Report how many lines in the records contain the string "ceiling", counting case. Give only the number.

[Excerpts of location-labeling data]

#####

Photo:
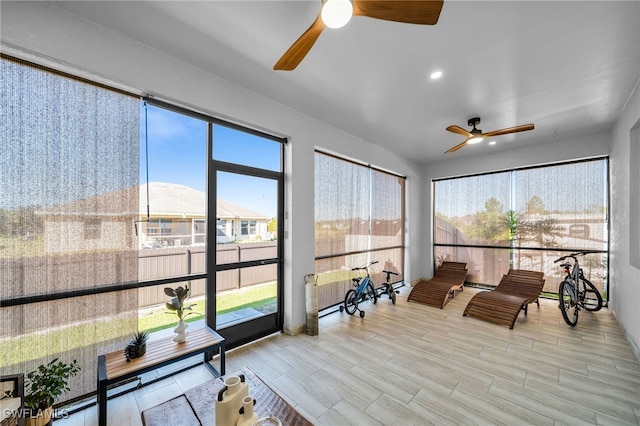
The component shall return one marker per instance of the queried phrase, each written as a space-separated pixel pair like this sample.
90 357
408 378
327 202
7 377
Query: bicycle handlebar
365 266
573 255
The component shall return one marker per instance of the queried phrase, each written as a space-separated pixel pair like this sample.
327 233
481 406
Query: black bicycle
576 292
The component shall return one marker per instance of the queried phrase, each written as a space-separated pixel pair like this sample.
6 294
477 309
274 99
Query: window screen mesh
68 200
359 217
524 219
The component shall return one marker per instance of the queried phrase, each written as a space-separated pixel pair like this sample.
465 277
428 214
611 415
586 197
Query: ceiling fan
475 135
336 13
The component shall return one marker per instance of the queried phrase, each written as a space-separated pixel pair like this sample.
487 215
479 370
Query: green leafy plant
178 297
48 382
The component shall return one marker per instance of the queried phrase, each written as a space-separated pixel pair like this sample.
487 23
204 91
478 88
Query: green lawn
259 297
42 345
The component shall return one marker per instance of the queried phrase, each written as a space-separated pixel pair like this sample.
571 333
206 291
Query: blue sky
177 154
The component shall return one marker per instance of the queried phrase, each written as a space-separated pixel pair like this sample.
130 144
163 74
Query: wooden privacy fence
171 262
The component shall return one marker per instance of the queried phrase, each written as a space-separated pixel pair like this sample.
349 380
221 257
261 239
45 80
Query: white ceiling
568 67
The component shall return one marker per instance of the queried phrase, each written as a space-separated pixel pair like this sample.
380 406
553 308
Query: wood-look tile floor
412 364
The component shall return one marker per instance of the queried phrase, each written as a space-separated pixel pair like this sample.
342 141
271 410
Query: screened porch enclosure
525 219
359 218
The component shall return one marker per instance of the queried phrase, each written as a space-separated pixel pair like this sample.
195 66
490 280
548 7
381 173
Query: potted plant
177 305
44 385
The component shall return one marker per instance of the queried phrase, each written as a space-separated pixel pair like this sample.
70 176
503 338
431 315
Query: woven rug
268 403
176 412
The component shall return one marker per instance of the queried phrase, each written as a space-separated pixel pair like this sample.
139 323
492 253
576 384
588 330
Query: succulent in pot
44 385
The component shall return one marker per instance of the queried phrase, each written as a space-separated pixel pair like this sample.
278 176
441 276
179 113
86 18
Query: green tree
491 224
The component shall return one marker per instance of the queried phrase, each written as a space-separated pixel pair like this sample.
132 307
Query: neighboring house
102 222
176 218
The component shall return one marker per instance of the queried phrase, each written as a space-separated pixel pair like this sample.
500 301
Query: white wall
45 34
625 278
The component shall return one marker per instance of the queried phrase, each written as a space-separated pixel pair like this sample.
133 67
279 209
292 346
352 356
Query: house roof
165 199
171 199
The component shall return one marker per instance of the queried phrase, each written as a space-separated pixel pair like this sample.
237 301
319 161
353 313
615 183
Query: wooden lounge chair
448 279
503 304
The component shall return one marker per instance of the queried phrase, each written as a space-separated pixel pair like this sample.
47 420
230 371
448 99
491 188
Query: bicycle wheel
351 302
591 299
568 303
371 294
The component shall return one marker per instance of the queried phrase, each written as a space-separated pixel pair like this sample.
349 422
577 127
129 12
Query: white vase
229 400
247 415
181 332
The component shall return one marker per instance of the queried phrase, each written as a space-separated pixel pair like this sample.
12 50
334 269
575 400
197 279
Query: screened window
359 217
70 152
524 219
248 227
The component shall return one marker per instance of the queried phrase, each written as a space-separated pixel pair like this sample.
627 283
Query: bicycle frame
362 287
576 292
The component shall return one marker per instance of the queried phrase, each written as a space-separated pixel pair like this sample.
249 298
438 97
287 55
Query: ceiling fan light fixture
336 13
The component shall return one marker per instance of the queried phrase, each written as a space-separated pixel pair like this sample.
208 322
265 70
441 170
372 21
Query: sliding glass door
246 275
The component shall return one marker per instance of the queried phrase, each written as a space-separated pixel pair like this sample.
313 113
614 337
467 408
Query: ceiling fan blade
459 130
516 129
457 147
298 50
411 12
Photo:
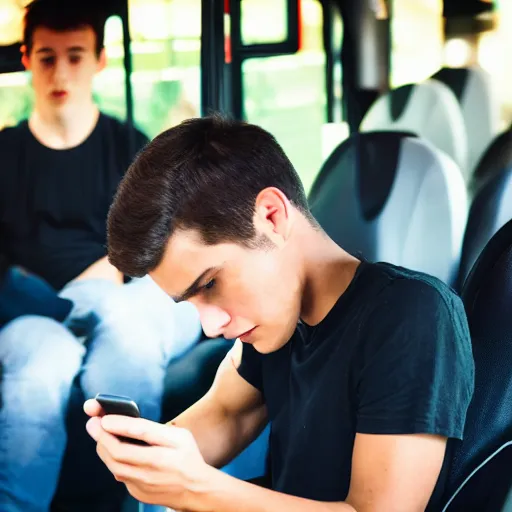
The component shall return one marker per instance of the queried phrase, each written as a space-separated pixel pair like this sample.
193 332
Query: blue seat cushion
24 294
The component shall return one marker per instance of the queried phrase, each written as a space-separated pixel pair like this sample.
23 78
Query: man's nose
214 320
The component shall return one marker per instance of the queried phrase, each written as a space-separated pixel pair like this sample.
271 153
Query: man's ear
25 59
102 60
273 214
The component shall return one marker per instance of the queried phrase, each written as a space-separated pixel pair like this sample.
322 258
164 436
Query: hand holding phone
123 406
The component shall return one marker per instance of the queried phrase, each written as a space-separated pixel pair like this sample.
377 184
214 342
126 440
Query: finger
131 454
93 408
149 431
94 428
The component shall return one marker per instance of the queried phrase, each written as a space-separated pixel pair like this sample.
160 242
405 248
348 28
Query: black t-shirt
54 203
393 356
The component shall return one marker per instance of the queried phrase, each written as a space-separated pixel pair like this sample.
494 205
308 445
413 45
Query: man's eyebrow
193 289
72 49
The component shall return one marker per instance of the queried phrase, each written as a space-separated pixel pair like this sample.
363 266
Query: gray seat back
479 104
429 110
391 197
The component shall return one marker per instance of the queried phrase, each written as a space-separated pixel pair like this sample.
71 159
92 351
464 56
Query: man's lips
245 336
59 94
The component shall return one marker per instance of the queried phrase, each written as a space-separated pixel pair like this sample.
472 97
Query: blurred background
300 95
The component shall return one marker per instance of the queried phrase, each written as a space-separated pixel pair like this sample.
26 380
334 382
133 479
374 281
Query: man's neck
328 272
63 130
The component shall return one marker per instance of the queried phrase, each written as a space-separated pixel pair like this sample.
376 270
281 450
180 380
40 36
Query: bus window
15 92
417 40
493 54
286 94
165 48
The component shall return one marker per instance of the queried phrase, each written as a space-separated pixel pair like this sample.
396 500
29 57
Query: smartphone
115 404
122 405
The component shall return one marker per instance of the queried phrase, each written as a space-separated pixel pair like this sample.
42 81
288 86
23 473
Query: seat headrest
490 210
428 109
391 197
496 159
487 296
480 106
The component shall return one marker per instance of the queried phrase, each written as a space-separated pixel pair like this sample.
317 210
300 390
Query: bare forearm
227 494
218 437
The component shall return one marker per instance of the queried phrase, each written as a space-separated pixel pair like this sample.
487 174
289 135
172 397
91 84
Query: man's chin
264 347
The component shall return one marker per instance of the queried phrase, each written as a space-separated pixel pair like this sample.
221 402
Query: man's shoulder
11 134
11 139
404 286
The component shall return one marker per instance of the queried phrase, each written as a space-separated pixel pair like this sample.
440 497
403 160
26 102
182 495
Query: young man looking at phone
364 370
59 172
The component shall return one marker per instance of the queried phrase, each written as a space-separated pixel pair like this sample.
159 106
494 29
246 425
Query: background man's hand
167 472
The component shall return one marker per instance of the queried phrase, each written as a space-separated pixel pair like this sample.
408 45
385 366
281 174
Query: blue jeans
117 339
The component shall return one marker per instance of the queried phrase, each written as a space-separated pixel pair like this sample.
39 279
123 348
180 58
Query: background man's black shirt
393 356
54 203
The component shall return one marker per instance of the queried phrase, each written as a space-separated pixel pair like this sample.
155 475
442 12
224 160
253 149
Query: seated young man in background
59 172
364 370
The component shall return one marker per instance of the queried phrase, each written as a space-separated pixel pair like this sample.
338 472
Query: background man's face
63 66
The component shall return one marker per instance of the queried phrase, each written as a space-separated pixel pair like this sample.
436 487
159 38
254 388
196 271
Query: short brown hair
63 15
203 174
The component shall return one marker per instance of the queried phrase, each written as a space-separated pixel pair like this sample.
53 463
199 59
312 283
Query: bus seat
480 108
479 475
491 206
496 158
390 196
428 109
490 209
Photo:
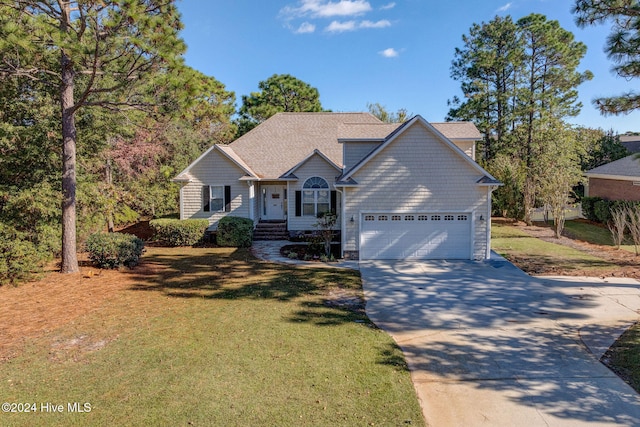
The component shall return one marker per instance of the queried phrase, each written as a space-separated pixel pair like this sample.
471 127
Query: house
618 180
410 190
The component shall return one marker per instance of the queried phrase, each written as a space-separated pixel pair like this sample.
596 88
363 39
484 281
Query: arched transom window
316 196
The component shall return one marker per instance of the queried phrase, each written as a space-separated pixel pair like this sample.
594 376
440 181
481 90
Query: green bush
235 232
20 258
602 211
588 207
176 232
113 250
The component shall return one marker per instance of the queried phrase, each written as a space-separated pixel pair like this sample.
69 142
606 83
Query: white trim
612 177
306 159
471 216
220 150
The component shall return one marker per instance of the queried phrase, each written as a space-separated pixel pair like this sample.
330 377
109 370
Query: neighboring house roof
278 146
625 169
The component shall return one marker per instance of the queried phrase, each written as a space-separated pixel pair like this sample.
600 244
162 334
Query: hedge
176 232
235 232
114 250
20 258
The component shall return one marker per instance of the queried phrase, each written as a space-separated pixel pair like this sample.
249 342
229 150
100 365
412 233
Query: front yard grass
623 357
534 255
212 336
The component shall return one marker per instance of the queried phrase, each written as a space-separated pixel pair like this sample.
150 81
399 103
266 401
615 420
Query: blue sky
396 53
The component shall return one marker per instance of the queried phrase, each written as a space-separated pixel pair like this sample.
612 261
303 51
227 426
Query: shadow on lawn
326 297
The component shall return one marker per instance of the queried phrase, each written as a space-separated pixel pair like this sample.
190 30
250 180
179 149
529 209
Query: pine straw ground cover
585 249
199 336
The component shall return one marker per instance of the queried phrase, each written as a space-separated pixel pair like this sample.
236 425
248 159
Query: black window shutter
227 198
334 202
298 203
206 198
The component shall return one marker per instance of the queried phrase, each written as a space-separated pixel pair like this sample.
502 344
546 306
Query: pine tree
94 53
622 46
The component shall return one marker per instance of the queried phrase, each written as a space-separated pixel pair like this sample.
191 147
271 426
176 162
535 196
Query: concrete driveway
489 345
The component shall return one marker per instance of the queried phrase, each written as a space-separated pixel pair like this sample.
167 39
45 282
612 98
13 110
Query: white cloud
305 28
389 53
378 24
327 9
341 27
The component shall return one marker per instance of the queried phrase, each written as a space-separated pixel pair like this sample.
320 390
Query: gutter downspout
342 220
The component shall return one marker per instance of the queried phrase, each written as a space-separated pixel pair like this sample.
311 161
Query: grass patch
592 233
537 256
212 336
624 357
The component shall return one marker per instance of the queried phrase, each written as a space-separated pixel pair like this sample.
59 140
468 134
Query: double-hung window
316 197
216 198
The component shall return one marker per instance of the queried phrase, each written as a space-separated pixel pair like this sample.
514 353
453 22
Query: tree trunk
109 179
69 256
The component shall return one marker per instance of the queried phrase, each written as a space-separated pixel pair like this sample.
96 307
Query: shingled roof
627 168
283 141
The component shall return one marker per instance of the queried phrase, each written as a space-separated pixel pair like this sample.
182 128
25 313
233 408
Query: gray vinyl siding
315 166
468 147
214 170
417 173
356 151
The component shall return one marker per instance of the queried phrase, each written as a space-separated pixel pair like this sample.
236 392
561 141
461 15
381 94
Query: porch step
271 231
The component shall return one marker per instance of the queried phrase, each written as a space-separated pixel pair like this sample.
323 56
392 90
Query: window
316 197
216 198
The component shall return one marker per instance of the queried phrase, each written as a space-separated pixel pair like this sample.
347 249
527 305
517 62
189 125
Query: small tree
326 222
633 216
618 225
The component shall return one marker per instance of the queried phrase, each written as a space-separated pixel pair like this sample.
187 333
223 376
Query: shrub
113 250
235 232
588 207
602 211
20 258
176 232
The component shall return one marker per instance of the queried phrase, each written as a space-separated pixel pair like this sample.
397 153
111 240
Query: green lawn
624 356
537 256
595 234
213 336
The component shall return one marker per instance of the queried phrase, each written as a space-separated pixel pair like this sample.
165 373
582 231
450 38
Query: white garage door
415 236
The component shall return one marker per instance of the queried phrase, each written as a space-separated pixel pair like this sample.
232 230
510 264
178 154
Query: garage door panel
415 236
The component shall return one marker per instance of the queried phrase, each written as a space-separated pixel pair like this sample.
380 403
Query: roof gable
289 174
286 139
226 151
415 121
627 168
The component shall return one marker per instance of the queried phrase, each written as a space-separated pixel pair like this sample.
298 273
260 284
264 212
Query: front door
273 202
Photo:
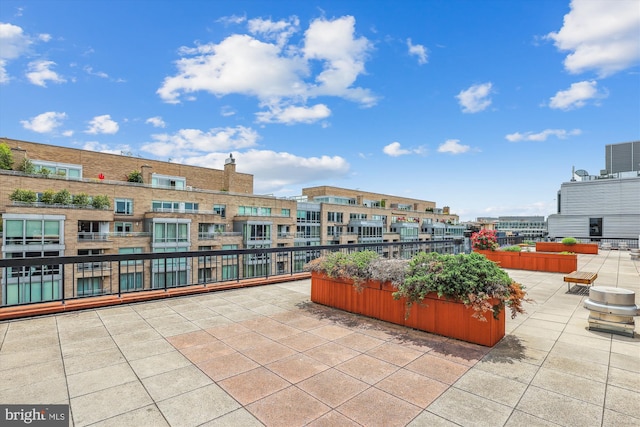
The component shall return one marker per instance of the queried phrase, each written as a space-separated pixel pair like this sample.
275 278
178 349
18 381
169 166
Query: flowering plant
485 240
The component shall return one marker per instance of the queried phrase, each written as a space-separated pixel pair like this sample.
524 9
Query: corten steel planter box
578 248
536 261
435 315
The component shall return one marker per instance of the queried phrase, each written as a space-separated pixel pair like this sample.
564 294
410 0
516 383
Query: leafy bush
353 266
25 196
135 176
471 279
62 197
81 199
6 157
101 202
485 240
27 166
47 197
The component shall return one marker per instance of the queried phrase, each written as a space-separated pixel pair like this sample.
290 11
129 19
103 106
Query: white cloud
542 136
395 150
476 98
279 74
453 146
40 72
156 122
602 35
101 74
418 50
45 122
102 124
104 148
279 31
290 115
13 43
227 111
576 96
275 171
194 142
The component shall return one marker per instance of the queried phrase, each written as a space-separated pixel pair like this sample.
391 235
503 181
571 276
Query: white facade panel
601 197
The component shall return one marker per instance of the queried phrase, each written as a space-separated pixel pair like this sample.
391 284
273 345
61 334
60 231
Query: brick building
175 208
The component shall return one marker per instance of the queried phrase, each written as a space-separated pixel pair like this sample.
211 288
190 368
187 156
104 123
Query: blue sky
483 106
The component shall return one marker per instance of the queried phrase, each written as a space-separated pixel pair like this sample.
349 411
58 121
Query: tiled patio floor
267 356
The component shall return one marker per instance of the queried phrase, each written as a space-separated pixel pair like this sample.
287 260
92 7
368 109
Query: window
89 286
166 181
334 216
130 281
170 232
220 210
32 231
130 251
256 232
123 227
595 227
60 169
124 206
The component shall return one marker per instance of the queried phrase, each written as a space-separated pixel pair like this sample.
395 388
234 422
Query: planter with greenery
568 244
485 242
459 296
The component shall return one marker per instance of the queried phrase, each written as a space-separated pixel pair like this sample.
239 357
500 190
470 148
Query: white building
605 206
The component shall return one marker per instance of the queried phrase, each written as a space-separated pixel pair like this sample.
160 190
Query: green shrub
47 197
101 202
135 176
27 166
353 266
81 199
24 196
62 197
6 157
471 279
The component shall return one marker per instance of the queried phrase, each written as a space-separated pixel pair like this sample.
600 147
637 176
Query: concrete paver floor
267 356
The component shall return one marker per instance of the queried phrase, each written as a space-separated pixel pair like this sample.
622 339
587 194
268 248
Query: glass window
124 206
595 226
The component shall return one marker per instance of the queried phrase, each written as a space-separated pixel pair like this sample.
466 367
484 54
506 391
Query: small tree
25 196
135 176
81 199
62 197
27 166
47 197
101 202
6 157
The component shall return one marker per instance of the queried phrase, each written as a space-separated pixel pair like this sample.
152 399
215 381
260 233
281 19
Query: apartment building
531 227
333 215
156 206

#####

Expected answer. 4